[Start of Excerpt to read]

About
This is the homepage for Mog’s real estate developments.
It’s 50% log book and 50% keeping the financiers up-to-date.
If you’re looking for the Guides, click here.
What does Mog do?
Mog purchases properties and makes them more properties. (How’s that for a one-line summary?)
I look for standalone houses on large sections, where the house is positioned in such a way that another house can be placed on the section. Then I place another house on the section. In the process of doing so, I make an awful lot of money. (Okay, three sentences, is that better?)
How does that work?
- Buy a house, with land
- Buy another house, without land
- Move house onto land
- Profit
We can break that down further. And you want to know where your lending goes, right?
1. Buy a house, with land
The S&P “standard” deposit is 10% on unconditional. Even in Tokoroa, that’s a good 30-40 grand. Typically I do not carry this much cash around, so I borrow it from you. It’ll come back around on settlement day. (Typically I also try to get away with a 5-10k deposit instead of 10%, which I do carry around, but that doesn’t always work.)
*Contract deposit is not house deposit. Contract deposit is goodwill money that says “I intend to finish executing on this contract.” House deposit is the 30% of the sale price that you need to have somewhere because the bank will only lend up to 70% of house value. That somewhere may or may not be easily accessible to pay the contract deposit out of.
2. Buy another house, without land
First there is a deposit to hold the house. This can be 30% of 100k, which is another 30 grand. I still don’t carry this much cash around, but luckily I still have the last 30k you lent me, right?
3. Move house onto land
Some expenses are incurred in the course of getting the land ready for the house, like council fees, surveying, drafting, and site prep. Those I may or may not have managed to cover out of pocket, and if I didn’t, then I’ll get you to foot the bill for them. This might easily come up to 20-30k, if not more.
Once we’re ready for the move itself, the house has to be paid for (mostly) up front before it’s shifted. (Depending on the company, they may or may not be OK with a contract that says last 5% after it’s tied to piles. But that’s still 95% of 100k.) I really, really don’t carry this much cash around. So I borrow the other 65-70k off of you.
And then I still have to get it connected to services (20k) before the bank thinks it’s worth money.
This is the point in the project that requires the highest amount of liquidity, which I’m getting from private lending.
4. Profit (…maybe?)
Now that the house is tied to piles and connected to services, the bank will finally lend on it! Hooray! I borrow all the money I owe you at bank rates, so I can stop paying hard money rates on it.
Okay, that’s a bit of an oversimplification, because it’s not a completed house by any stretch of the imagination. I still have to clean up damage from the move (10k), and finish off any required renovations ($???). Anything I can’t get from the bank, I’ll have to get from you again.

[End of Excerpt to read]
[Start of Material provided]

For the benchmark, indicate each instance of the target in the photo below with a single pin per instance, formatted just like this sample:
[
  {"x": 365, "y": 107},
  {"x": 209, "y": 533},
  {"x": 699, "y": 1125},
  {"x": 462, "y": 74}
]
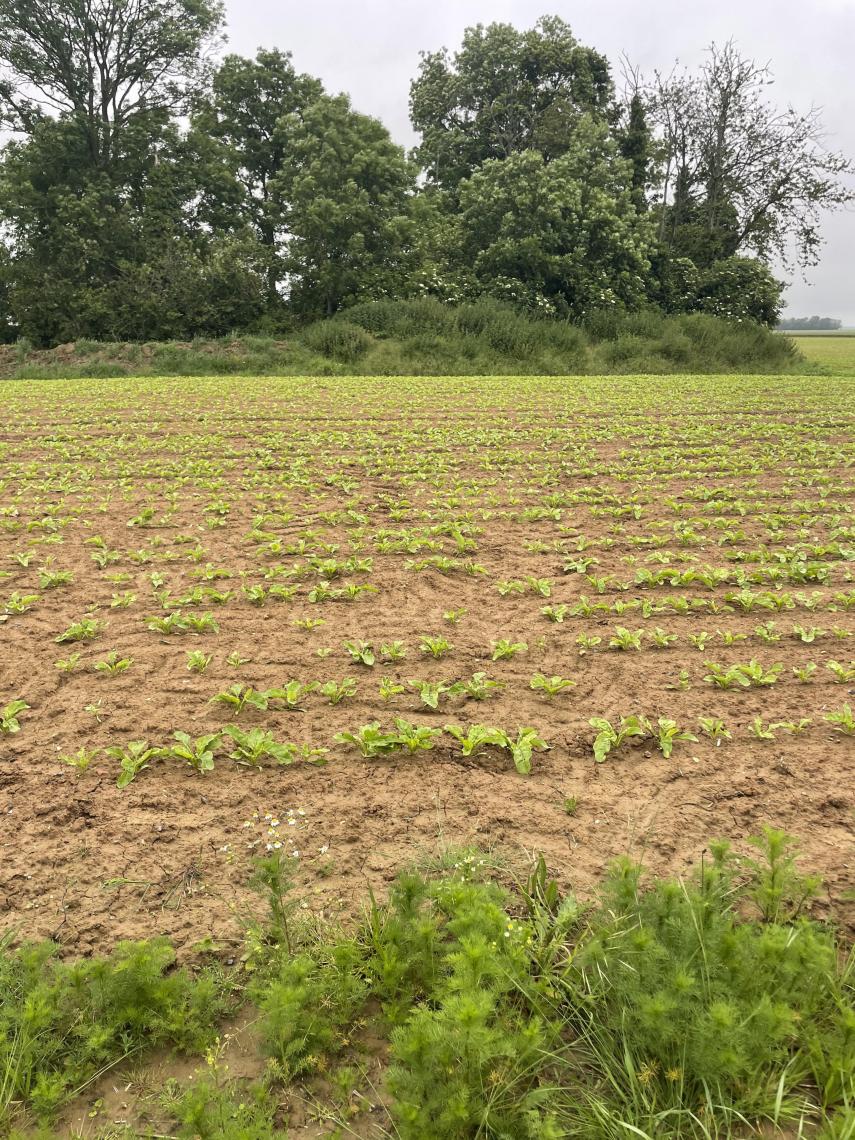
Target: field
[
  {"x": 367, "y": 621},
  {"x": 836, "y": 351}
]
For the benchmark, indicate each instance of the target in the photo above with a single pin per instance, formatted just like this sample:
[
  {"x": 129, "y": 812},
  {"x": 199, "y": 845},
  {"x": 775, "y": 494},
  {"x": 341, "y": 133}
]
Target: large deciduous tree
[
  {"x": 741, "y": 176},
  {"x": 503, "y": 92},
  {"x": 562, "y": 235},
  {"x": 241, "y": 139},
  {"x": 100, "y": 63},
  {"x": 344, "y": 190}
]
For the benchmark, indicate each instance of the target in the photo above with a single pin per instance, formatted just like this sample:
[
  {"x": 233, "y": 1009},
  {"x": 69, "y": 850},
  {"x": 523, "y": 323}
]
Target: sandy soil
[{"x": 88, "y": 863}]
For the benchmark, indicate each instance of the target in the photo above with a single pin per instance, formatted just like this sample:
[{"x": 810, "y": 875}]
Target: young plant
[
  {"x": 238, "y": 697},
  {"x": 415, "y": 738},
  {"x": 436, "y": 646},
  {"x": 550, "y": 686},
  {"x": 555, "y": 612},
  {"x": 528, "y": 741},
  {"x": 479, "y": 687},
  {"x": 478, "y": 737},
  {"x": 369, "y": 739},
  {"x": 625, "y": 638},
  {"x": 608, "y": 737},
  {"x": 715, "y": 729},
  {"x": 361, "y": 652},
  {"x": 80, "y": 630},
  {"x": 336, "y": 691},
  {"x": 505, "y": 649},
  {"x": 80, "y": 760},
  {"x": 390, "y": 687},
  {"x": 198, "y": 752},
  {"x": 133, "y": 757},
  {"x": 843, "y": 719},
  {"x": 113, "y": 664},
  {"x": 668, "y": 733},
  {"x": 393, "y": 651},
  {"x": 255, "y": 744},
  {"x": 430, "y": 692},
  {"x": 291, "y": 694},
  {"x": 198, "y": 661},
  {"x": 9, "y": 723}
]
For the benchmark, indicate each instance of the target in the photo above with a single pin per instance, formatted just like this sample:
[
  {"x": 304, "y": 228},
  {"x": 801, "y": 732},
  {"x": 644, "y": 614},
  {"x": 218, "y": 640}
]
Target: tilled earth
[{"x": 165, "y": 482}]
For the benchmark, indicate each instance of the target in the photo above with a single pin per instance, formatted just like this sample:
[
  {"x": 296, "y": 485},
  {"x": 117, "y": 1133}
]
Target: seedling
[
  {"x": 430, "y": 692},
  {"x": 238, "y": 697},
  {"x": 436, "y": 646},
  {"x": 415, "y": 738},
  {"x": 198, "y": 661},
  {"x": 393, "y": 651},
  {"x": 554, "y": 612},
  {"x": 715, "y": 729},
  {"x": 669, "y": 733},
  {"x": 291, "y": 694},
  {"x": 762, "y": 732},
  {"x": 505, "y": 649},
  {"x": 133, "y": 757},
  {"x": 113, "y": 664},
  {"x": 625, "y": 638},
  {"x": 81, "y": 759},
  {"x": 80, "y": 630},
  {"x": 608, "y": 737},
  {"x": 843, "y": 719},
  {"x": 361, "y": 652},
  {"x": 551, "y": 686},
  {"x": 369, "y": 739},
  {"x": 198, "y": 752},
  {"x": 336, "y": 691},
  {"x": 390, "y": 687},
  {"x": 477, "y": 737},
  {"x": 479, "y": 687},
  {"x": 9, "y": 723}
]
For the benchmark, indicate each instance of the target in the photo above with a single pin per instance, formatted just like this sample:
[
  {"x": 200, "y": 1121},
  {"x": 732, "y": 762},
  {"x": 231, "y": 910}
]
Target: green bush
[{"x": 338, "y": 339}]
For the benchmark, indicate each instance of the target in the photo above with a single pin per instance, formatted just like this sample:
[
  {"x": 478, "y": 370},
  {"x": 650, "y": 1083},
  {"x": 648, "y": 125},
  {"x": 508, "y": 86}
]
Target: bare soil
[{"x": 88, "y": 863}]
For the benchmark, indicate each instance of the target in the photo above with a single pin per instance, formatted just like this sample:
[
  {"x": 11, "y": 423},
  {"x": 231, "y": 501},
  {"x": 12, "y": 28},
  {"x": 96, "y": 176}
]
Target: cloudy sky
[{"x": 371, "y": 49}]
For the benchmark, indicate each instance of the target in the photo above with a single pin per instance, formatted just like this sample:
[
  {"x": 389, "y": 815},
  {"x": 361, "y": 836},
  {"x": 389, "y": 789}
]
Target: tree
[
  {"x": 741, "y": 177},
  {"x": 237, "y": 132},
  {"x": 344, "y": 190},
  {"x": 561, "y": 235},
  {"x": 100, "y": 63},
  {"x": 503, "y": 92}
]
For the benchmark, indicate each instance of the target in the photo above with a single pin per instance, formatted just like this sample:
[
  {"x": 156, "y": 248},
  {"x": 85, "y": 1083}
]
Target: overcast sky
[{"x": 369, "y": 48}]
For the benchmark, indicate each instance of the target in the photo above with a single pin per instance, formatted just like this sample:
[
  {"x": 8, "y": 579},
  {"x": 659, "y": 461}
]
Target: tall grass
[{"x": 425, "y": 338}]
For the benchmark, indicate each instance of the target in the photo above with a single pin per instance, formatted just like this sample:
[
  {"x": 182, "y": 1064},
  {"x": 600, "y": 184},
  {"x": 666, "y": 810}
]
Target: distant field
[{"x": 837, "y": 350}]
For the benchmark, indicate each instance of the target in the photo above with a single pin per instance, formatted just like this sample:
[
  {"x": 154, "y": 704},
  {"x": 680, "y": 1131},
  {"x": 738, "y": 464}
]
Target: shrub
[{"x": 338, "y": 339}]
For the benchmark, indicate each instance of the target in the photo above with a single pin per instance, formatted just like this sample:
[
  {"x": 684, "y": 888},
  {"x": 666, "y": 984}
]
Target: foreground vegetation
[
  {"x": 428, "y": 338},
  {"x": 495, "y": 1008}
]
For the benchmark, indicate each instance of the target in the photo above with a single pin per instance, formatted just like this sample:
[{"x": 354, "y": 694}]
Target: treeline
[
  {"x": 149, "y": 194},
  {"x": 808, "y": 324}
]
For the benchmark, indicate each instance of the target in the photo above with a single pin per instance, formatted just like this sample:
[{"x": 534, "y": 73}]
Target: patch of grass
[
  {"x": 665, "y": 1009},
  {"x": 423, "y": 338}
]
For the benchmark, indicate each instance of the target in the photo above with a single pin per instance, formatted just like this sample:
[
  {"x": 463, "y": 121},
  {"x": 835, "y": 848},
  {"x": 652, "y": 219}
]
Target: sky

[End of Material provided]

▶ _To be done_: Condense the paragraph of the real estate page above that begins "Some expenses are incurred" into a short bulleted list, keeping its main facts.

▶ _Task output_:
- Getting the land ready for the house brings expenses: council fees, surveying, drafting, and site prep.
- I may cover these out of pocket; if not, you foot the bill.
- They can easily reach 20-30k, or more.